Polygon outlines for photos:

══════════

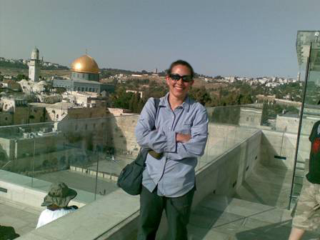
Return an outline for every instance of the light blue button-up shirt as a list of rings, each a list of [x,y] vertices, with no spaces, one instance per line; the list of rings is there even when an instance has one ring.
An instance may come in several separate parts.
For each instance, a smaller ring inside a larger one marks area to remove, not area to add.
[[[208,137],[208,114],[189,96],[172,111],[168,93],[160,99],[155,115],[154,99],[150,98],[136,126],[136,140],[141,147],[164,154],[160,159],[147,155],[142,184],[151,192],[158,186],[159,196],[180,196],[194,186],[196,157],[204,154]],[[191,138],[186,143],[176,142],[176,134]]]

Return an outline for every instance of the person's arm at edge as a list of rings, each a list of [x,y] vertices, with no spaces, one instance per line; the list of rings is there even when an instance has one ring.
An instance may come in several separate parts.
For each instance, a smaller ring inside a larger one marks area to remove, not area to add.
[[[208,139],[208,114],[206,109],[201,106],[196,114],[191,126],[190,140],[184,142],[187,139],[187,135],[184,136],[179,136],[179,134],[177,134],[176,136],[176,150],[168,153],[169,159],[181,160],[187,157],[198,157],[204,154]],[[180,141],[179,138],[184,139],[184,140]]]

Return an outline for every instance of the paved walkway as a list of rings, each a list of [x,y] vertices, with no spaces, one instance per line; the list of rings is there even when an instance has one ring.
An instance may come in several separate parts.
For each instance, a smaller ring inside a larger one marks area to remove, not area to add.
[[[41,209],[0,199],[0,225],[12,226],[23,235],[36,228]]]
[[[288,210],[211,194],[194,209],[188,229],[192,240],[287,240],[291,224]]]

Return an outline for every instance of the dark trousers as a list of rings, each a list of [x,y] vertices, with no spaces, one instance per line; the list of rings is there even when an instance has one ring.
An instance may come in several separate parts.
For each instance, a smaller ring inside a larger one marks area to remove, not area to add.
[[[186,240],[186,225],[190,217],[194,188],[186,194],[170,198],[156,194],[156,189],[151,193],[142,186],[140,194],[140,223],[138,240],[156,239],[162,211],[166,211],[168,221],[169,239]]]

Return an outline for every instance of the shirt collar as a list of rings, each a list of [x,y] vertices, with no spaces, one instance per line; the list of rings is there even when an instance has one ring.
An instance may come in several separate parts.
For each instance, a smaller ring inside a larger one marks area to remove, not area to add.
[[[160,102],[159,104],[159,106],[166,106],[166,107],[171,109],[170,104],[169,104],[169,93],[168,92],[166,94],[166,96],[164,96],[160,99]],[[184,110],[186,110],[186,111],[189,111],[189,110],[190,109],[190,104],[191,104],[191,99],[190,99],[189,96],[188,95],[186,95],[186,99],[184,99],[184,101],[180,106],[182,106],[184,109]]]

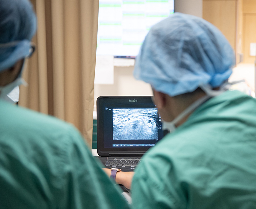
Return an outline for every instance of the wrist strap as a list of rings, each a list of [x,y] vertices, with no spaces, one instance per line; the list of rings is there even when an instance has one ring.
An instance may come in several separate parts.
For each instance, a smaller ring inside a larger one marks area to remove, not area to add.
[[[111,174],[110,175],[110,178],[113,179],[116,183],[116,173],[117,171],[116,170],[111,170]]]

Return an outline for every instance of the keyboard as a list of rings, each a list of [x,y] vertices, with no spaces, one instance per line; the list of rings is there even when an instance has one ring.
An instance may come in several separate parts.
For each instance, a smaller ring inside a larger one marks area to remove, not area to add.
[[[108,157],[105,162],[105,166],[108,168],[132,169],[137,166],[141,159],[141,157]]]

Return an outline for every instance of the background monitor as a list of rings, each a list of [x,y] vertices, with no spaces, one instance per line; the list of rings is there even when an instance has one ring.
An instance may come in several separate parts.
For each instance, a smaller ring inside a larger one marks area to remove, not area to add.
[[[174,11],[174,0],[100,0],[97,55],[133,58],[151,26]]]

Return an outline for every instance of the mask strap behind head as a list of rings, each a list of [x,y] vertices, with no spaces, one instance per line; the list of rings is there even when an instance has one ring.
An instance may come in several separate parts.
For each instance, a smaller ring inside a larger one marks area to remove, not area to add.
[[[201,104],[210,98],[220,94],[228,90],[232,85],[244,81],[244,80],[233,81],[229,83],[227,81],[220,86],[219,90],[213,90],[212,89],[211,86],[209,84],[201,85],[199,87],[206,95],[194,102],[173,121],[171,122],[166,122],[165,123],[166,125],[169,124],[169,126],[170,127],[173,126],[173,125],[177,124],[180,121],[186,116],[192,112],[197,108],[199,107]]]

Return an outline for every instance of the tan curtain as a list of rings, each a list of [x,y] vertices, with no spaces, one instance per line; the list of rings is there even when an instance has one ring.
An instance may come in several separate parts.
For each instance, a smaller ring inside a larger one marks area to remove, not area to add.
[[[31,0],[37,17],[19,104],[73,124],[91,146],[99,0]]]

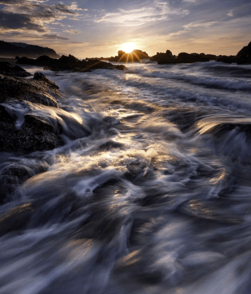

══════════

_Directions_
Report every line in the records above that contains the word "trousers", with case counting.

_Response to the task_
Return an outline for every instance of the dark trousers as a list of rings, each a list of [x,y] vertices, with no spaces, one instance per line; the list of rings is there even when an instance has one ring.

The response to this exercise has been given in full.